__Goal of the exercise__: This task requires every entry to be set down again exactly.

^^^^

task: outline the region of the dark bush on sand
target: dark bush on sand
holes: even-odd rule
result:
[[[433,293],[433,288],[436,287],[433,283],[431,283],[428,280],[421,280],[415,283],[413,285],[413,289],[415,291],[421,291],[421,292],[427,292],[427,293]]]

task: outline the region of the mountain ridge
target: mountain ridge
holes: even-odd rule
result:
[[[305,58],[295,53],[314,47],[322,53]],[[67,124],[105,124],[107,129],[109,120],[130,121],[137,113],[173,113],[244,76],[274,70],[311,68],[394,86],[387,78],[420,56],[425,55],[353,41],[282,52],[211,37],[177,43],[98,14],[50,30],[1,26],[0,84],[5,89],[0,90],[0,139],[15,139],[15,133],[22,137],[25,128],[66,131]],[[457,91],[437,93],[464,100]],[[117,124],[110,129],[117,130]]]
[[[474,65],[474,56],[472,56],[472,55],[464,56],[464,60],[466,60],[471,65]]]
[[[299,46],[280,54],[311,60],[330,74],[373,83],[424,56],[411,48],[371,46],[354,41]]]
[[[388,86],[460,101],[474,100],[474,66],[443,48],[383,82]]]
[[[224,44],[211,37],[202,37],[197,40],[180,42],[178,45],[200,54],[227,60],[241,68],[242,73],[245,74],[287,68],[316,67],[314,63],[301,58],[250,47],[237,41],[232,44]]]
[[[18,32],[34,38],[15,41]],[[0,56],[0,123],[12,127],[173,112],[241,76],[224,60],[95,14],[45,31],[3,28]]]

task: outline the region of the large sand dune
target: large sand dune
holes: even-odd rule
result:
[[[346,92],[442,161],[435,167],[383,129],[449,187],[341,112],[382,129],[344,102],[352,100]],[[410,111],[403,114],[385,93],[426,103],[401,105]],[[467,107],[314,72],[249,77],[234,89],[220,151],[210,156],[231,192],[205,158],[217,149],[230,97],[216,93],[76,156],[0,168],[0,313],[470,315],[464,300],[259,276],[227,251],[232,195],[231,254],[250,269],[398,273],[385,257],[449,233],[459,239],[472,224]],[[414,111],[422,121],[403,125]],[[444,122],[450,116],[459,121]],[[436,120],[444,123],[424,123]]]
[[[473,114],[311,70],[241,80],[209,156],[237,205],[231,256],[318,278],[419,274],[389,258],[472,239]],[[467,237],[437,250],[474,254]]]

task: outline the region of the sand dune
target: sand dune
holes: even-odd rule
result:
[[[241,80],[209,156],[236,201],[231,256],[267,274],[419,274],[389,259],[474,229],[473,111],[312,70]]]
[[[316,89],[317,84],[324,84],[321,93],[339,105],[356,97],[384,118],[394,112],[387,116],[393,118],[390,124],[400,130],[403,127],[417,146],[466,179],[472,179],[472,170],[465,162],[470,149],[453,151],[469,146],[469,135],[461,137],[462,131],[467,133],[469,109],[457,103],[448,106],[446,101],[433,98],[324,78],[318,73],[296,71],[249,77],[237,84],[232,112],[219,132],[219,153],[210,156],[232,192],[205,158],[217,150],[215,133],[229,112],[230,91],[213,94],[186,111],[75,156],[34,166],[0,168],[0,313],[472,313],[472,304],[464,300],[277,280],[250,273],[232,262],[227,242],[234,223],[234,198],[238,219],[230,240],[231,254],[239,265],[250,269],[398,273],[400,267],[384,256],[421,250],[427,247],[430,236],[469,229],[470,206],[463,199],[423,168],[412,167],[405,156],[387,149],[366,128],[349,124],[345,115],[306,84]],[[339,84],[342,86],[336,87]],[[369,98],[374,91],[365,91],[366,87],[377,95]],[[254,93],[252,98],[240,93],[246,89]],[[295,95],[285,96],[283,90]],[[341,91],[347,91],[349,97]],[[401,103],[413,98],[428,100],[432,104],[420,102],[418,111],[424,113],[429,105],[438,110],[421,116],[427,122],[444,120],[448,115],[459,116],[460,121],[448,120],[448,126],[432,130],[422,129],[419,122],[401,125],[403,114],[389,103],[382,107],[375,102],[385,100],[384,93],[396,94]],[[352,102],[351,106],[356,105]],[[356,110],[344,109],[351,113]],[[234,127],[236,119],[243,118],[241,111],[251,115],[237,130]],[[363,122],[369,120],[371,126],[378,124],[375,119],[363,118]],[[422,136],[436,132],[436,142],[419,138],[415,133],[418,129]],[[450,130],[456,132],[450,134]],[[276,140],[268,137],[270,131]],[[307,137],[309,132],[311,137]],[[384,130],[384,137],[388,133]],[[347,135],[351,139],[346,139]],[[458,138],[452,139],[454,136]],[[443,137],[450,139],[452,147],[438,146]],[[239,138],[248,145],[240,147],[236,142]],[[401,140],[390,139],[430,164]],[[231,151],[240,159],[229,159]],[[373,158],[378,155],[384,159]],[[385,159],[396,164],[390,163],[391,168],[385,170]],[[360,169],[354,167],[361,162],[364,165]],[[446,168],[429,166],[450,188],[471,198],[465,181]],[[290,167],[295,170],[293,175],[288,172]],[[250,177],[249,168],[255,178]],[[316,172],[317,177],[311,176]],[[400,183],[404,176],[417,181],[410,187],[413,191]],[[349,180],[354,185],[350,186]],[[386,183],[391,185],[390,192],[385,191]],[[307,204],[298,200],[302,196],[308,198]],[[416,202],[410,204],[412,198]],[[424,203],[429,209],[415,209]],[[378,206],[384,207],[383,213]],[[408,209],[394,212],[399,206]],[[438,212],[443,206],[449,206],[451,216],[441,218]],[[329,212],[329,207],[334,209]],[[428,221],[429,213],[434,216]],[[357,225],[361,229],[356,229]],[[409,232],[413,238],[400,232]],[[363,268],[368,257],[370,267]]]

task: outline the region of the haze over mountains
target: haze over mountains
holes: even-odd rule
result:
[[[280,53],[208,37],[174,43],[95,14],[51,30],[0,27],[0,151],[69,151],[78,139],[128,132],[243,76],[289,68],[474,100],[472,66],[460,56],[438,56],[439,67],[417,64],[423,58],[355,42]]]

^^^^

__Expected answer__:
task: outline the region of the dark bush on sand
target: dark bush on sand
holes: even-odd rule
result:
[[[433,293],[433,288],[436,287],[433,283],[431,283],[428,280],[421,280],[415,283],[413,285],[413,289],[415,291],[421,291],[421,292],[427,292],[427,293]]]

task: outline the region of the mountain ridge
target: mountain ridge
holes: even-odd rule
result:
[[[305,58],[295,53],[314,47],[322,53]],[[67,124],[105,124],[107,129],[109,120],[130,121],[137,113],[173,113],[244,76],[274,70],[311,68],[394,86],[387,78],[420,56],[425,55],[353,41],[282,52],[211,37],[177,43],[98,14],[50,30],[1,26],[0,84],[5,89],[0,90],[0,139],[15,139],[15,133],[22,137],[25,128],[66,131]],[[457,91],[437,93],[464,100]],[[117,124],[110,129],[117,130]]]
[[[474,65],[474,56],[472,56],[472,55],[464,56],[464,60],[466,60],[471,65]]]
[[[299,46],[280,54],[311,60],[330,74],[373,83],[424,56],[411,48],[371,46],[354,41]]]
[[[388,86],[460,101],[474,100],[474,66],[443,48],[383,82]]]
[[[224,44],[211,37],[202,37],[197,40],[180,42],[178,45],[200,54],[227,60],[241,68],[242,73],[245,74],[287,68],[316,67],[314,63],[301,58],[250,47],[237,41],[232,44]]]
[[[18,32],[34,38],[15,41]],[[0,56],[0,123],[12,127],[173,112],[241,76],[224,60],[95,14],[45,31],[3,28]]]

task: outline the region of the large sand dune
target: large sand dune
holes: even-odd rule
result:
[[[346,92],[442,161],[435,167],[383,129],[449,187],[341,112],[382,129],[344,102],[352,100]],[[410,111],[403,114],[385,93],[426,103],[401,105]],[[467,107],[314,72],[249,77],[234,89],[220,151],[210,156],[231,192],[205,158],[217,149],[230,97],[216,93],[76,156],[0,168],[0,313],[470,315],[464,300],[259,276],[227,251],[232,195],[231,254],[250,269],[398,273],[385,257],[449,233],[459,239],[472,224]],[[414,111],[422,121],[403,125]],[[444,122],[450,116],[459,121]],[[436,120],[444,123],[424,123]]]
[[[473,114],[311,70],[241,80],[209,156],[237,205],[231,256],[318,278],[419,274],[389,258],[472,239]],[[467,237],[437,250],[474,254]]]

task: outline the region of the sand dune
target: sand dune
holes: even-odd rule
result:
[[[241,80],[209,156],[236,201],[231,256],[267,274],[419,274],[389,259],[474,229],[473,111],[312,70]]]
[[[316,89],[317,84],[324,84],[321,93],[339,105],[356,97],[384,118],[394,112],[387,116],[393,118],[390,124],[400,130],[403,127],[417,146],[466,179],[472,179],[472,170],[465,162],[470,149],[453,151],[469,146],[469,135],[461,137],[462,131],[467,133],[469,109],[457,103],[448,106],[446,101],[433,98],[324,78],[318,73],[296,71],[249,77],[237,84],[232,112],[219,132],[219,153],[210,156],[232,192],[205,158],[217,150],[215,133],[229,112],[230,91],[213,94],[186,111],[75,156],[34,166],[0,168],[0,313],[472,313],[472,304],[464,300],[277,280],[250,273],[232,262],[227,242],[234,223],[234,198],[238,219],[230,240],[231,254],[239,265],[250,269],[398,273],[400,267],[384,256],[421,250],[427,247],[430,236],[469,229],[470,206],[463,199],[423,168],[412,167],[405,156],[387,149],[366,128],[349,124],[345,115],[306,84]],[[339,84],[342,86],[336,87]],[[369,98],[374,91],[365,91],[366,87],[377,95]],[[254,93],[252,98],[240,93],[246,89]],[[295,95],[285,96],[283,90]],[[341,91],[347,91],[349,97]],[[401,103],[413,98],[428,100],[432,104],[420,102],[418,111],[424,113],[429,105],[438,110],[421,116],[427,122],[444,120],[448,115],[459,116],[460,121],[448,120],[448,126],[432,130],[422,129],[419,122],[401,125],[403,114],[389,103],[382,107],[375,102],[385,100],[384,93],[396,94]],[[352,102],[351,106],[356,105]],[[356,110],[344,109],[351,113]],[[234,127],[236,119],[243,118],[241,111],[251,115],[237,130]],[[363,122],[369,120],[371,126],[378,124],[375,119],[363,118]],[[422,136],[436,132],[436,142],[419,138],[415,133],[418,129]],[[450,130],[456,132],[450,134]],[[276,140],[268,137],[270,131]],[[307,137],[309,132],[311,137]],[[384,130],[384,137],[388,133]],[[347,135],[351,139],[346,139]],[[458,138],[452,139],[454,136]],[[443,137],[450,139],[452,147],[438,146]],[[239,138],[248,145],[240,147],[236,142]],[[401,140],[390,139],[430,164]],[[231,151],[240,159],[229,159]],[[373,158],[378,155],[384,159]],[[385,159],[396,164],[390,163],[391,168],[385,170]],[[360,169],[354,167],[361,162],[364,165]],[[446,168],[429,166],[450,188],[471,198],[465,181]],[[290,167],[295,170],[293,175],[288,172]],[[250,177],[249,168],[255,178]],[[316,172],[317,177],[311,176]],[[400,183],[404,176],[417,181],[410,187],[413,191]],[[349,180],[354,185],[350,186]],[[386,183],[391,185],[390,192],[385,191]],[[307,204],[298,200],[302,196],[308,198]],[[416,202],[410,204],[412,198]],[[424,203],[429,209],[415,209]],[[378,206],[384,207],[383,213]],[[408,209],[394,212],[399,206]],[[438,212],[443,206],[449,206],[451,216],[441,218]],[[329,212],[329,207],[334,209]],[[428,221],[429,213],[434,216]],[[357,225],[361,229],[356,229]],[[409,232],[413,238],[400,232]],[[363,268],[368,257],[370,267]]]

task: outline the region of the haze over mountains
target: haze over mountains
holes: even-odd rule
result:
[[[280,53],[208,37],[174,43],[95,14],[51,30],[0,27],[0,151],[69,151],[78,139],[128,132],[243,76],[289,68],[474,100],[472,66],[460,56],[438,56],[439,67],[417,64],[423,58],[355,42]]]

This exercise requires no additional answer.